[A data block]

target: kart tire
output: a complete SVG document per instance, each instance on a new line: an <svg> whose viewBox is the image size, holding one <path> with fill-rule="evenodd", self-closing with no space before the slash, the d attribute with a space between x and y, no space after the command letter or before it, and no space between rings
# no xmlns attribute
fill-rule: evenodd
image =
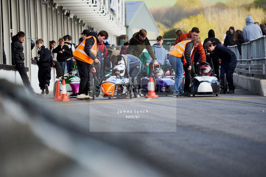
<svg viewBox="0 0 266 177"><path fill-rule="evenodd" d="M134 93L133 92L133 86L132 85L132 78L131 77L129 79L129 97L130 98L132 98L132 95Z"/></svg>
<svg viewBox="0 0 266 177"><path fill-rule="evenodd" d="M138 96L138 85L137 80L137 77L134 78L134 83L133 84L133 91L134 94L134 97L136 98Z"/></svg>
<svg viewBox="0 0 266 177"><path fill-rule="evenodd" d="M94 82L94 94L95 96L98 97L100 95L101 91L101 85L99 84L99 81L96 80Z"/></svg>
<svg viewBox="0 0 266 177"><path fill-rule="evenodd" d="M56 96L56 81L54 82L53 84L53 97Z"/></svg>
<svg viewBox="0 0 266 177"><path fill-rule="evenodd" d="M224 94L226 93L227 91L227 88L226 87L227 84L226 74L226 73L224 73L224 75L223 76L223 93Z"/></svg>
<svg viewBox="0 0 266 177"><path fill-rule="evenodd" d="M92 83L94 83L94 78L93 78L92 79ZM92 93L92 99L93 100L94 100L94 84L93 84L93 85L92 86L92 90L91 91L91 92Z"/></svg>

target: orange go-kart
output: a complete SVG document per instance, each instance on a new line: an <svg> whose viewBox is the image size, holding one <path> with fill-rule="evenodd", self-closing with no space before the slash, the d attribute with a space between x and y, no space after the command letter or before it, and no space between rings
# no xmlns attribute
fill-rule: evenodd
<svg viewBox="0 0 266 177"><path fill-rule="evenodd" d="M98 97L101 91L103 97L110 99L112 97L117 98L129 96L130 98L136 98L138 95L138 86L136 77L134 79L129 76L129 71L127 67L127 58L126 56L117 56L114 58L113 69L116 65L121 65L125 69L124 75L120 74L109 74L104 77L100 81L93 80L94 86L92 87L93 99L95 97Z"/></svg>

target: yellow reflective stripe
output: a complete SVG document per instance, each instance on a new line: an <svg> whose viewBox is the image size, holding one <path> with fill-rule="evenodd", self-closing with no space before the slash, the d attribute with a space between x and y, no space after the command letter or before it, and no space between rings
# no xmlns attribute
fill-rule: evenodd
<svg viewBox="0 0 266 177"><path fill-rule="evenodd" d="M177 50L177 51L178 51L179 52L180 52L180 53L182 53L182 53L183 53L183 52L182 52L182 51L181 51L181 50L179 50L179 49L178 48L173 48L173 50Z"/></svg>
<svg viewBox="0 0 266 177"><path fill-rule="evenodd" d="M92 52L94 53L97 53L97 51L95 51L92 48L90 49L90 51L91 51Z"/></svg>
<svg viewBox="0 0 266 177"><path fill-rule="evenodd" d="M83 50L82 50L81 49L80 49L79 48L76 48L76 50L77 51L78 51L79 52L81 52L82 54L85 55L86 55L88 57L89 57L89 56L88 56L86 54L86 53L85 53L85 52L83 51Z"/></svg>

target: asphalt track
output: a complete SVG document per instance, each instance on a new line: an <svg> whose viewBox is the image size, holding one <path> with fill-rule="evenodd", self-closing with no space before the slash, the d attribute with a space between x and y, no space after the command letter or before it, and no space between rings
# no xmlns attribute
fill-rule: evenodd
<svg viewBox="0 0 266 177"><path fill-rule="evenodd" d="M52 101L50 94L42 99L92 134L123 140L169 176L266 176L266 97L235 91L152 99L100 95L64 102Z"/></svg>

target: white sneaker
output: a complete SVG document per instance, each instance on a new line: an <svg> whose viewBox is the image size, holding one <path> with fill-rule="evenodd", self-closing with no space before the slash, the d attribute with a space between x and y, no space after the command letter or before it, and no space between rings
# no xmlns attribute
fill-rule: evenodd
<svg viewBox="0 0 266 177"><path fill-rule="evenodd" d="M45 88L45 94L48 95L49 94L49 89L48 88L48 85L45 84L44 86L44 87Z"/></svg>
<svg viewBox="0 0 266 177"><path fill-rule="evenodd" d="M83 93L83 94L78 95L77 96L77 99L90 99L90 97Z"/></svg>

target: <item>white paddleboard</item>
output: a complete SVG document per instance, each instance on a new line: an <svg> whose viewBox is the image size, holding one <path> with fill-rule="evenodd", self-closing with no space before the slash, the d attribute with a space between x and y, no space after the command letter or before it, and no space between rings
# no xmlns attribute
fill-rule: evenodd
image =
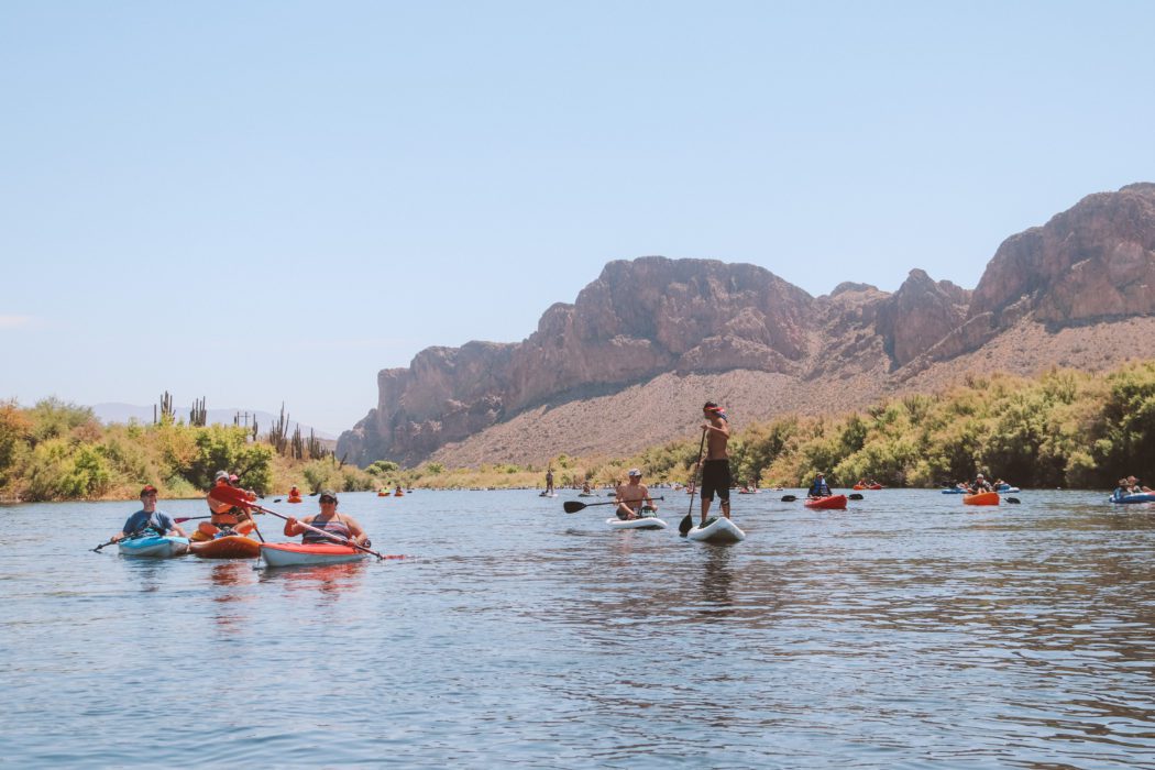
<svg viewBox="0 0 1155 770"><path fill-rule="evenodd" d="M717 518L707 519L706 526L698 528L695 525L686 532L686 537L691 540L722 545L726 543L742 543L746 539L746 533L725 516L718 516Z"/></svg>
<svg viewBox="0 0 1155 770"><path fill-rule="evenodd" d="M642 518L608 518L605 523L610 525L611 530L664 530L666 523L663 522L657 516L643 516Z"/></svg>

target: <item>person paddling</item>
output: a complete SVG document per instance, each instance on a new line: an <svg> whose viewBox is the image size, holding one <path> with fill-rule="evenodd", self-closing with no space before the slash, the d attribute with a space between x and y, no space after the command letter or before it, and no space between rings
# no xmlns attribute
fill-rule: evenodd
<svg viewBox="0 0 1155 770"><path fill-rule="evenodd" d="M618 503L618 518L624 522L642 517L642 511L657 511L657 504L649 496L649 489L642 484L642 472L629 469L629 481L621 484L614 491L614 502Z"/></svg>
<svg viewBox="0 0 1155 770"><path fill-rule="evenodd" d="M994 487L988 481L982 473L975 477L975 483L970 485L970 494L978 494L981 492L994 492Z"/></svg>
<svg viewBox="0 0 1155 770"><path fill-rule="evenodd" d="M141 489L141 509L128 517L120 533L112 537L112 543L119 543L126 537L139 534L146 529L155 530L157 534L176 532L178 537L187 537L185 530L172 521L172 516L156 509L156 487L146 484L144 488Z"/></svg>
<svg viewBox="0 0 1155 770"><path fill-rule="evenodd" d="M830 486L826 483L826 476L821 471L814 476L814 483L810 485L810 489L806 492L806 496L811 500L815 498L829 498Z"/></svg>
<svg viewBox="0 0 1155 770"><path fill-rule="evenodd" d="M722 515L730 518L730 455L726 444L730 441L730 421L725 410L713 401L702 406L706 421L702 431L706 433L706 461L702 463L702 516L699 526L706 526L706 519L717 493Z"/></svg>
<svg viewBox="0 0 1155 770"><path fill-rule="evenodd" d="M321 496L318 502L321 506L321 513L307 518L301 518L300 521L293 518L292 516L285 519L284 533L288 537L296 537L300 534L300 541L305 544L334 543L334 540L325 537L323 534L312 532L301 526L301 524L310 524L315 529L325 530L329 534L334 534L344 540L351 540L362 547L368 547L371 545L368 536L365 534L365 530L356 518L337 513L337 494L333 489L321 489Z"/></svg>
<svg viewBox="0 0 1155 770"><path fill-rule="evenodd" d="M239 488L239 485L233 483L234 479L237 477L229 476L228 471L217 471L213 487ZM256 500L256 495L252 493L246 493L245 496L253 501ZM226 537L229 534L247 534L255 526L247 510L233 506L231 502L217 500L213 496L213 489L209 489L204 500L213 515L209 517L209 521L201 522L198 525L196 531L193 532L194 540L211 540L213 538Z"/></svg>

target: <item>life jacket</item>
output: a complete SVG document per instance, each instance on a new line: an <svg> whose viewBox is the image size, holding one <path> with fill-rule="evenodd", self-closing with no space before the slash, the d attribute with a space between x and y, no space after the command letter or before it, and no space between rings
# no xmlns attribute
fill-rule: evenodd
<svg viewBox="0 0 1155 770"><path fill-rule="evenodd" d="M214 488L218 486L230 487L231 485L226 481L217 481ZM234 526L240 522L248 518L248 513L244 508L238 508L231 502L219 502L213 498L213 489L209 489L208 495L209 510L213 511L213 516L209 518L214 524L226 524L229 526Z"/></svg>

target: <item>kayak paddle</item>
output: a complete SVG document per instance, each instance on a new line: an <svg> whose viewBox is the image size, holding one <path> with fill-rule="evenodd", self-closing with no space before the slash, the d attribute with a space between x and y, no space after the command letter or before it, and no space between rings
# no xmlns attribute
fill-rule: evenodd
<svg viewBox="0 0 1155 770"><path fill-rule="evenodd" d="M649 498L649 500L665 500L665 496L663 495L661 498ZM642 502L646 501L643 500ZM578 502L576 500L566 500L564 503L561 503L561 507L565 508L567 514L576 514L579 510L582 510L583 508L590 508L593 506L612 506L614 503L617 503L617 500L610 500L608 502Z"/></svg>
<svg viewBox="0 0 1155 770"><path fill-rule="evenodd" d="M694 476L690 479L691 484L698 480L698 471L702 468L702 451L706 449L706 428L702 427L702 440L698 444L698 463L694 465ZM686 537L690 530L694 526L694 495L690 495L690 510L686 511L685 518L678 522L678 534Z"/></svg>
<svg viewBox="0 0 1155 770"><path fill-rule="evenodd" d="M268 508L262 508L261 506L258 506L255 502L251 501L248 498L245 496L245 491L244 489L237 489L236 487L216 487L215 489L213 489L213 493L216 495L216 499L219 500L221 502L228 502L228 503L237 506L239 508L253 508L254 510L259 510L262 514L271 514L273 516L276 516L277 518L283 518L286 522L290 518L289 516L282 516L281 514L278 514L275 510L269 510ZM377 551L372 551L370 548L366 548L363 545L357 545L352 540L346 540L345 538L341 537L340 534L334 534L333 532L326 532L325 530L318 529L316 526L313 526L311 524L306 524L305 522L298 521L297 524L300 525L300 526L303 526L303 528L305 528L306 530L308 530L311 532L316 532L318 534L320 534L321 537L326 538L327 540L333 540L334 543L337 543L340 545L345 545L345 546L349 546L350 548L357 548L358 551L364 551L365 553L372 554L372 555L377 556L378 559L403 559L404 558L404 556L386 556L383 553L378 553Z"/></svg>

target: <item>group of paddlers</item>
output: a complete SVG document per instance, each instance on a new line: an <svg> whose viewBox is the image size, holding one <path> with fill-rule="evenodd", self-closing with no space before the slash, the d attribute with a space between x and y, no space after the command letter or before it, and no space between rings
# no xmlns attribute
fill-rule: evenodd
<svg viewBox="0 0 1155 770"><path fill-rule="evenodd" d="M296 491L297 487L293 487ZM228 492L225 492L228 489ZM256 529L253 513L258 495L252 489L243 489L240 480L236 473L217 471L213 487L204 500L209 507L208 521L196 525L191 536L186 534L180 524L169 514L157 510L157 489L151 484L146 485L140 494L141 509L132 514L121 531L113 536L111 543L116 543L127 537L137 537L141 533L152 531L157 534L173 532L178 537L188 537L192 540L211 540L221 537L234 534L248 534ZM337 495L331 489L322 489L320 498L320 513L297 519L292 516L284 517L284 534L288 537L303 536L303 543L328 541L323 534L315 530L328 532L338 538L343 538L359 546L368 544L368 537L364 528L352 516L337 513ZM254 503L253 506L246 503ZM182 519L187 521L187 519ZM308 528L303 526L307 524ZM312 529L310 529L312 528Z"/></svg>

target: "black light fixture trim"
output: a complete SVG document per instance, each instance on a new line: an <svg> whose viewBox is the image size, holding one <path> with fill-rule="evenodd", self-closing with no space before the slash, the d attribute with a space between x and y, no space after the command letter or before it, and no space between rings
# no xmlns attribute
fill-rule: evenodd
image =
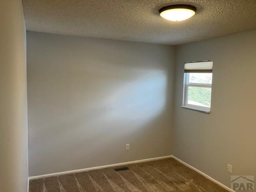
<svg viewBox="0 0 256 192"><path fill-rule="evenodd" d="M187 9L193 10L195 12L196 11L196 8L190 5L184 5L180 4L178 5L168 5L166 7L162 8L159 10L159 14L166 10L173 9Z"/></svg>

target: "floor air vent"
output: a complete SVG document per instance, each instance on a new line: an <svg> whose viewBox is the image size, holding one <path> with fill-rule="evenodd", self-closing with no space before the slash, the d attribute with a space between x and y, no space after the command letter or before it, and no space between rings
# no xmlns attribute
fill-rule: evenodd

■ Written exercise ■
Return every line of the data block above that contains the string "item".

■ Task solution ■
target: <item>white paddleboard</item>
target: <item>person paddling</item>
target: <item>life jacket</item>
target: <item>kayak paddle</item>
target: <item>group of paddlers</item>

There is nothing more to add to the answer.